== DESCRIPTION OF THE TASK ==
Each line from the one holding "Query: chin" to the end of the data below must be output verbatim, with no other lines.

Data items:
--- START ---
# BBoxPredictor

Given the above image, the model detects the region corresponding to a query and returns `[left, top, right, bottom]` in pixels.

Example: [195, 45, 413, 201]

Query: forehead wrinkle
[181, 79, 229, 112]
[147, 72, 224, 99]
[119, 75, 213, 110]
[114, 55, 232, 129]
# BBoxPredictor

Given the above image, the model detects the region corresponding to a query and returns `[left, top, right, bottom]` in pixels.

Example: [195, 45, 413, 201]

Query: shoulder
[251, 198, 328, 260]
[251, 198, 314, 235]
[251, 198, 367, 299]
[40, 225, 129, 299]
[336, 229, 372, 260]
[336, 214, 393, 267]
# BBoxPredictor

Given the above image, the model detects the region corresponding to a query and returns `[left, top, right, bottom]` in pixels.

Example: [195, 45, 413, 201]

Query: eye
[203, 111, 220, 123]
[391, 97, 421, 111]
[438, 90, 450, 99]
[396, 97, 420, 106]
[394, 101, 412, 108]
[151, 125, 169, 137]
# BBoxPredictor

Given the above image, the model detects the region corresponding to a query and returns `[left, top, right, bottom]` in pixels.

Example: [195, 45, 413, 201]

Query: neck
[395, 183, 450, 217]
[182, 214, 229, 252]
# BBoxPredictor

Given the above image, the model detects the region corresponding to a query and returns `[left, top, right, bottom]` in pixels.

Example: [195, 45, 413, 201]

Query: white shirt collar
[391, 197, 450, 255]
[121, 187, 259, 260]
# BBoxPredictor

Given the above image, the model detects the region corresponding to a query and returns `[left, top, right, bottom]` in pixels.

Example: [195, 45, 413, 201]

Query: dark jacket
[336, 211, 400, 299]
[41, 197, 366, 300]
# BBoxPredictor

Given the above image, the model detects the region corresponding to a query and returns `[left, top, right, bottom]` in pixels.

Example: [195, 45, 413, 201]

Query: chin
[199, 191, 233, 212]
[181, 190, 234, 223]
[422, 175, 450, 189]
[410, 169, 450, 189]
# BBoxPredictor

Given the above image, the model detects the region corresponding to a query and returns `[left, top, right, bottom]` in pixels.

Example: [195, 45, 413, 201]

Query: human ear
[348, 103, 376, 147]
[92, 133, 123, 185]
--- END ---
== ANSWER TO THE PROBLEM ==
Query: chin
[199, 191, 233, 212]
[181, 190, 234, 223]
[422, 175, 450, 189]
[410, 169, 450, 189]
# BBoxPredictor

Given the above image, the model detects the region corresponding to a query and returns `[left, top, right, bottom]` in pixels.

Example: [195, 45, 413, 201]

Query: human ear
[348, 103, 376, 147]
[92, 133, 123, 185]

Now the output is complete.